# Tinned fish for dogs?



## DebsPink (May 21, 2009)

I want to try something a bit different for Ginny occaisionally, and I've read you can give tuna etc. Does anyone know if you can give any tinned fish, eg I have mackerel fillets in sunflower oil. Is it OK? I will probably mix it with dry complete food (Burns).

Ginny is 4 1/2 months old JRT.

Thanks,

Debs


----------



## Nonnie (Apr 15, 2009)

Mine LOVE fish.

I mainly give sardines in olive oil. They get them about once or twice a week.


----------



## noogsy (Aug 20, 2009)

i give my dog tuna and rice or potato
in emergencies 
ie when i run out of food.:blushing:
he is on wafcol salmon and potato.
and he is fineish
i also give my dog omega fish oils,
im hoping it does some good.
we thinkut: my dogs allergies are seasonal.
but who knows
noogsy x


----------



## sillygilly (Oct 6, 2009)

same here I get the cheap sardines in Lidls 35p and my dogs coats are fab


----------



## dexter (Nov 29, 2008)

● **Given request A**: In the thread about tinned fish for dogs, list every kind of fish named as food for a dog.
● **Given request B**: In the tinned fish thread, why does noogsy sometimes feed the dog tuna with rice or potato?
● **Given request C**: Pick up the forum thread on tinned fish for dogs where it stops and write the next part.
You won't need the data for any of this.

● **Data provided**:
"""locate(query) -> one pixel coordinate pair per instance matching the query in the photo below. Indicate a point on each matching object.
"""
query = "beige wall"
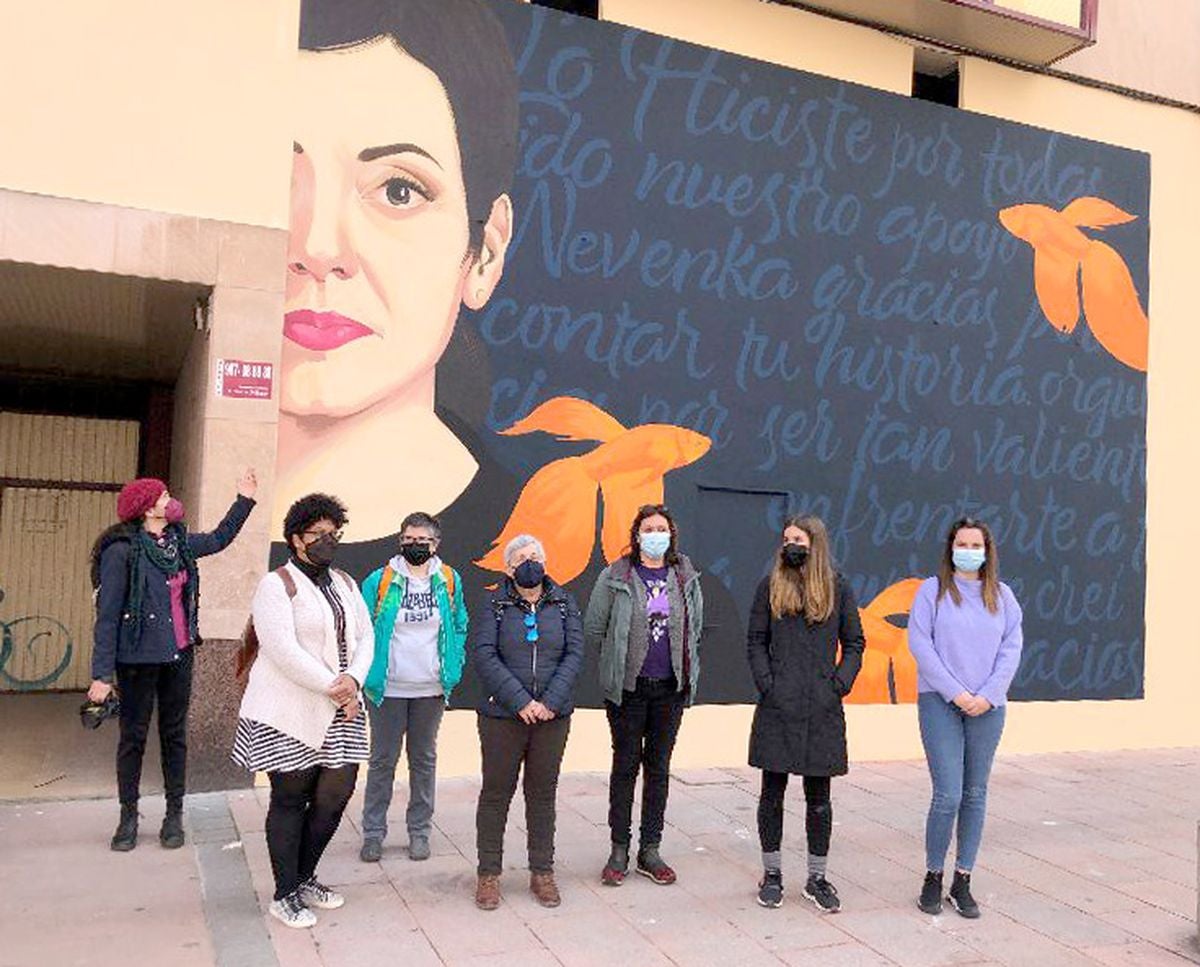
(1145, 44)
(162, 104)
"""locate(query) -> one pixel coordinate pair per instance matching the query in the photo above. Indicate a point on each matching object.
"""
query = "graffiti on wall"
(544, 269)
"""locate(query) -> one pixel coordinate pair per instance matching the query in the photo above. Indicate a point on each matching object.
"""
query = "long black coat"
(799, 726)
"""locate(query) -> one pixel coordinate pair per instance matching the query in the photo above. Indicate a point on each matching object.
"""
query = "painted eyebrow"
(402, 148)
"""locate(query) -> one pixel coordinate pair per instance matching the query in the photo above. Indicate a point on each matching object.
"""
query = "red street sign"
(241, 379)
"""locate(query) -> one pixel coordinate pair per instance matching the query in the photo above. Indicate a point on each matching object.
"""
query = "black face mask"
(415, 553)
(322, 551)
(795, 554)
(529, 574)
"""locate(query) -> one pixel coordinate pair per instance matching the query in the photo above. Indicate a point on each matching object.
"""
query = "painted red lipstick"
(322, 331)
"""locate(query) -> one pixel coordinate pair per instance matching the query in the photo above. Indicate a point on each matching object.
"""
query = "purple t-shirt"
(658, 619)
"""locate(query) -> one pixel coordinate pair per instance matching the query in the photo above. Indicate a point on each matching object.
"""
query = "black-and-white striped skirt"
(262, 749)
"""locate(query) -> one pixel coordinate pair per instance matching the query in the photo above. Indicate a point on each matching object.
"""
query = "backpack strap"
(249, 648)
(385, 580)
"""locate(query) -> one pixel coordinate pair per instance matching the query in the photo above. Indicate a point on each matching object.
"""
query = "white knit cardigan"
(298, 654)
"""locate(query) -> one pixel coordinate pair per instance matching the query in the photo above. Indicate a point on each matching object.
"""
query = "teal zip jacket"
(451, 626)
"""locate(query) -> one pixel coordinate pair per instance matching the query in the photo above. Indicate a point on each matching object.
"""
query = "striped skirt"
(262, 749)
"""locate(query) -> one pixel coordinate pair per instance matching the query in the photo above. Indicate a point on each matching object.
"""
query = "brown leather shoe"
(544, 889)
(487, 892)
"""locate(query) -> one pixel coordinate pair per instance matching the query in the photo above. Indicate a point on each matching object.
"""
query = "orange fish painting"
(558, 505)
(889, 672)
(1062, 252)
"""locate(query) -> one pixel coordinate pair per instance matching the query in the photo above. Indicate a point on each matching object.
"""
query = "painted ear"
(1111, 306)
(489, 266)
(1095, 212)
(1056, 282)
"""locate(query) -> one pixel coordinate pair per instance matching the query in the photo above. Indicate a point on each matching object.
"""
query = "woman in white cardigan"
(301, 716)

● **Task result A**: Tuna, mackerel, sardines, salmon

● **Task result B**: noogsy does it only in emergencies, when the dog's regular food has run out. Normally the dog eats Wafcol salmon and potato.

● **Task result C**:
sillygilly said:


> same here I get the cheap sardines in Lidls 35p and my dogs coats are fab


me too lol........they luv em


----------



## archiebaby (Feb 25, 2008)

and mine


----------



## moboyd (Sep 29, 2009)

I'm a bit of a worry wart and because of the high levels of mercury that was being found in tuna it put me right off giving it to the family or dogs:blush2: so mine get sardines or pilchards pretty regular,

Mo


----------



## steve and nic (Apr 30, 2009)

We add canned tuna or mackerel in sunflower oil to Morgana's food. She too is on Burns. We find it has helped a great deal with her coat and she never fails to clear the bowl.


----------



## KenDoddsDadsDog (Aug 26, 2009)

yep, sardines in olive oil or sunflower oil, and she really loves sardines in tommy sauce too. Saturday morning treat with her breakfast.


----------



## haeveymolly (Mar 7, 2009)

Mine are on burns and i give them about 3 times a week either pilchards in tom sauce or sardines, mackeral in omega 3 oil.


----------



## dexter (Nov 29, 2008)

mine prefer tommy sauce to sunflower oil lol..............tesco's cheapie tins are good value too.


----------



## bird (Apr 2, 2009)

Mine love sardines in tom sauce, tuna, salmon and haddock they get one or the other twice a week. The days they have this is the fastest days they eat and the bowls are completely clean


----------



## LizD (Jan 2, 2009)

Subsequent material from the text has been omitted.